### What you need to do
Pick out every line in the data below that contains the string "mountain", and copy each of those lines.

Image outline annotation entries:
☆ ☆ ☆
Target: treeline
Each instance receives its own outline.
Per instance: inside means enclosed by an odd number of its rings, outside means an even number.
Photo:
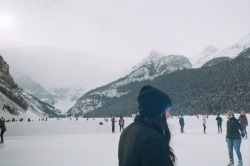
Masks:
[[[172,99],[172,114],[216,114],[227,111],[250,112],[250,49],[237,58],[199,69],[164,74],[150,81],[120,86],[128,92],[119,98],[106,99],[105,104],[84,117],[131,116],[138,112],[137,96],[143,85],[151,84]]]

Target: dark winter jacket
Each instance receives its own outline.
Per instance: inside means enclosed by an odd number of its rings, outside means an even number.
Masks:
[[[111,119],[111,124],[112,124],[112,126],[115,126],[115,118]]]
[[[140,115],[120,136],[119,166],[171,166],[169,156],[164,137],[146,126]]]
[[[217,116],[217,118],[215,120],[217,120],[218,125],[221,125],[221,123],[222,123],[222,118],[221,117]]]
[[[4,118],[1,118],[1,119],[0,119],[0,129],[6,130],[6,127],[5,127],[5,119],[4,119]]]
[[[241,139],[241,135],[240,135],[239,130],[241,132],[243,130],[240,123],[239,123],[239,121],[235,117],[232,117],[232,118],[228,119],[226,138],[229,138],[229,139]]]
[[[247,121],[247,116],[244,114],[244,115],[240,115],[238,120],[240,121],[240,124],[242,126],[248,126],[248,121]]]
[[[184,125],[185,125],[185,122],[184,122],[184,118],[183,118],[183,117],[180,117],[179,123],[180,123],[181,126],[184,126]]]

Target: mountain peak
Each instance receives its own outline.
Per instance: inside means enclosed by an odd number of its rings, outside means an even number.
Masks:
[[[208,55],[211,55],[211,54],[217,52],[218,50],[219,50],[219,49],[218,49],[217,47],[210,45],[210,46],[207,46],[207,47],[201,52],[201,54],[202,54],[202,55],[205,55],[205,56],[208,56]]]

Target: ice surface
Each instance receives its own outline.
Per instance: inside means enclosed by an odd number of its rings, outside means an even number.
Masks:
[[[238,115],[236,115],[238,117]],[[178,118],[168,120],[171,145],[178,166],[226,166],[226,117],[223,133],[217,133],[215,116],[207,120],[203,134],[202,120],[184,116],[186,133],[179,132]],[[118,120],[118,118],[117,118]],[[248,120],[250,116],[248,115]],[[133,121],[125,118],[125,126]],[[103,122],[103,125],[99,125]],[[111,133],[111,121],[103,118],[48,119],[32,122],[6,122],[5,143],[0,145],[0,166],[117,166],[120,131]],[[249,127],[247,128],[248,133]],[[250,165],[249,140],[243,139],[241,153],[244,166]],[[235,153],[234,153],[235,155]],[[237,157],[234,156],[236,163]]]

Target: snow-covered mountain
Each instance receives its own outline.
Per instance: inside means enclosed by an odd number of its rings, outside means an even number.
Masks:
[[[22,73],[15,68],[11,68],[10,73],[18,86],[26,92],[32,94],[45,103],[51,105],[55,104],[55,95],[48,92],[41,84],[34,81],[29,75]]]
[[[108,85],[91,90],[82,96],[77,103],[67,112],[68,116],[81,116],[93,111],[108,102],[111,98],[121,97],[127,91],[117,91],[122,85],[136,81],[150,80],[164,73],[171,73],[182,69],[191,69],[188,58],[182,55],[168,55],[152,51],[141,63],[134,66],[125,77]]]
[[[48,88],[48,91],[55,96],[55,106],[63,113],[74,106],[76,101],[86,93],[86,90],[79,86],[68,88]]]
[[[18,86],[39,100],[60,109],[62,112],[68,111],[86,91],[79,86],[45,88],[40,83],[34,81],[29,75],[17,69],[11,69],[10,73]]]
[[[0,55],[0,107],[5,117],[58,117],[61,111],[19,88]],[[5,109],[4,109],[5,108]]]
[[[193,68],[200,68],[205,63],[219,57],[235,58],[240,52],[250,47],[250,33],[232,46],[218,51],[214,46],[208,46],[200,54],[190,58]]]

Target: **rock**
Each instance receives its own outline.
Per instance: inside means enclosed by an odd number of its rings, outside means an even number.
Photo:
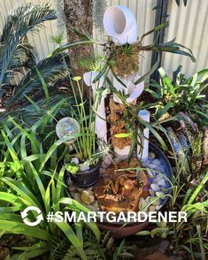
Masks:
[[[148,172],[149,178],[153,179],[155,177],[155,173],[153,171],[147,170],[147,172]]]
[[[167,188],[166,187],[160,187],[160,189],[161,189],[161,191],[162,192],[164,192],[165,194],[167,192]]]
[[[104,162],[102,163],[102,168],[103,169],[107,169],[108,168],[108,164],[106,164]]]
[[[152,189],[149,189],[149,193],[151,196],[155,195],[155,192]]]
[[[165,172],[165,167],[163,165],[157,166],[156,170],[161,173]]]
[[[162,195],[164,195],[164,193],[162,191],[157,191],[156,195],[157,195],[157,197],[162,196]]]
[[[70,186],[69,186],[69,191],[70,191],[70,192],[74,191],[75,188],[76,188],[76,187],[75,187],[73,185],[70,185]]]
[[[79,164],[79,159],[77,157],[72,158],[71,163],[73,163],[75,164]]]
[[[79,193],[75,193],[74,195],[73,195],[73,199],[75,201],[77,201],[78,203],[81,203],[81,195]]]
[[[114,158],[113,159],[113,162],[117,164],[119,164],[119,163],[121,162],[121,159],[119,159],[119,158]]]
[[[146,167],[150,168],[152,170],[156,169],[158,165],[154,164],[153,163],[149,164]]]
[[[148,157],[149,157],[149,158],[152,158],[153,159],[153,158],[155,158],[155,153],[150,152]]]
[[[91,204],[95,202],[95,195],[91,190],[83,190],[81,194],[81,201],[86,204]]]
[[[154,159],[152,162],[153,164],[155,165],[160,165],[161,164],[161,161],[159,159]]]
[[[162,186],[162,187],[166,187],[166,181],[164,179],[159,180],[159,181],[158,182],[158,186]]]
[[[111,165],[112,163],[112,155],[105,156],[105,157],[104,159],[104,162],[105,164]]]
[[[154,205],[150,205],[148,209],[149,211],[156,211],[156,208]]]
[[[163,177],[162,174],[157,174],[156,179],[155,179],[157,184],[158,184],[158,181],[161,180],[163,180],[163,178],[164,177]]]
[[[86,164],[85,163],[84,164],[80,164],[79,166],[80,166],[81,172],[85,172],[85,171],[89,170],[89,165]]]
[[[159,190],[160,190],[158,185],[156,184],[156,183],[151,183],[150,187],[151,187],[151,189],[154,190],[154,191],[159,191]]]
[[[104,172],[105,172],[105,169],[104,169],[104,168],[100,168],[100,174],[104,174]]]

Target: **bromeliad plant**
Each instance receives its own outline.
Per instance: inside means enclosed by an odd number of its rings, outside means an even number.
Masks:
[[[181,67],[173,73],[173,81],[163,68],[158,72],[160,84],[150,83],[149,92],[158,102],[155,118],[162,119],[177,115],[180,111],[187,113],[199,126],[208,125],[208,103],[205,91],[208,89],[208,69],[195,73],[185,79],[181,72]]]
[[[24,235],[30,246],[11,249],[9,259],[30,259],[45,253],[50,253],[51,259],[60,259],[61,253],[64,255],[63,242],[67,245],[65,256],[72,253],[81,259],[89,259],[83,248],[82,233],[87,228],[83,223],[47,222],[50,211],[88,210],[75,201],[65,198],[65,167],[58,165],[66,153],[61,146],[65,141],[54,139],[53,144],[44,149],[35,133],[42,121],[23,129],[12,118],[10,120],[13,129],[2,127],[0,142],[0,232]],[[29,206],[39,208],[43,216],[43,220],[35,227],[25,225],[20,216],[20,211]],[[31,211],[26,218],[35,221],[36,217],[35,211]],[[100,233],[96,224],[89,223],[88,226],[97,242]]]

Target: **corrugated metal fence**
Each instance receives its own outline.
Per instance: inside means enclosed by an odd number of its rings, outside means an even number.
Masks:
[[[6,15],[18,4],[32,2],[42,4],[42,0],[0,0],[0,33]],[[52,1],[51,1],[52,2]],[[53,3],[51,3],[53,4]],[[138,21],[139,36],[154,27],[155,11],[153,7],[157,0],[108,0],[108,5],[123,4],[128,6]],[[172,73],[179,65],[183,65],[183,73],[190,76],[195,72],[208,66],[208,1],[189,0],[187,7],[181,4],[177,6],[174,0],[169,0],[168,11],[170,26],[166,30],[165,40],[169,41],[176,37],[176,42],[190,48],[196,58],[196,63],[192,63],[189,57],[165,54],[162,65]],[[28,35],[30,43],[35,47],[38,59],[46,57],[55,45],[51,36],[57,34],[56,21],[45,23],[45,27],[40,30],[40,34]],[[99,36],[96,31],[95,35]],[[152,35],[145,39],[144,43],[152,42]],[[145,73],[150,66],[150,53],[145,53],[141,57],[140,73]]]

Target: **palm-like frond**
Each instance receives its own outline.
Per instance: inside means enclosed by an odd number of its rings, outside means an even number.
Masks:
[[[41,72],[49,87],[52,86],[52,83],[56,82],[58,79],[65,78],[67,74],[67,71],[63,64],[62,57],[62,54],[58,54],[42,60],[34,66],[15,88],[13,96],[8,102],[7,107],[24,100],[25,95],[29,96],[30,94],[35,94],[36,91],[42,89],[36,68]],[[67,59],[67,56],[65,56],[65,58]]]
[[[7,71],[12,59],[17,59],[17,49],[28,32],[35,33],[46,20],[56,19],[54,11],[48,4],[42,5],[26,4],[16,8],[7,17],[0,49],[0,86],[6,81]]]

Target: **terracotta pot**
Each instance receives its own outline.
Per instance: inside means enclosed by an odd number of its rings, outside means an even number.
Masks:
[[[166,164],[166,177],[173,181],[173,170],[169,161],[164,153],[153,143],[150,142],[150,151],[154,152],[158,157],[161,158]],[[65,183],[66,184],[66,174],[65,175]],[[168,192],[170,194],[171,191]],[[70,192],[66,189],[66,194],[71,197]],[[163,205],[166,203],[168,197],[164,200]],[[160,209],[161,210],[161,209]],[[149,225],[149,222],[140,222],[140,223],[127,223],[124,226],[124,223],[108,223],[107,220],[104,222],[98,222],[97,226],[104,230],[111,230],[112,234],[114,238],[123,238],[135,234],[135,233],[143,230]]]

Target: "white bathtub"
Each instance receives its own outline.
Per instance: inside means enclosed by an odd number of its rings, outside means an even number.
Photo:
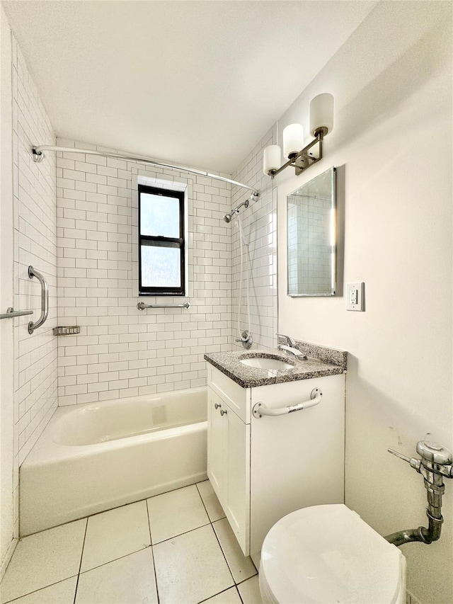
☆ ☆ ☆
### Completed exercise
Target: mountain peak
Target: snow-covered mountain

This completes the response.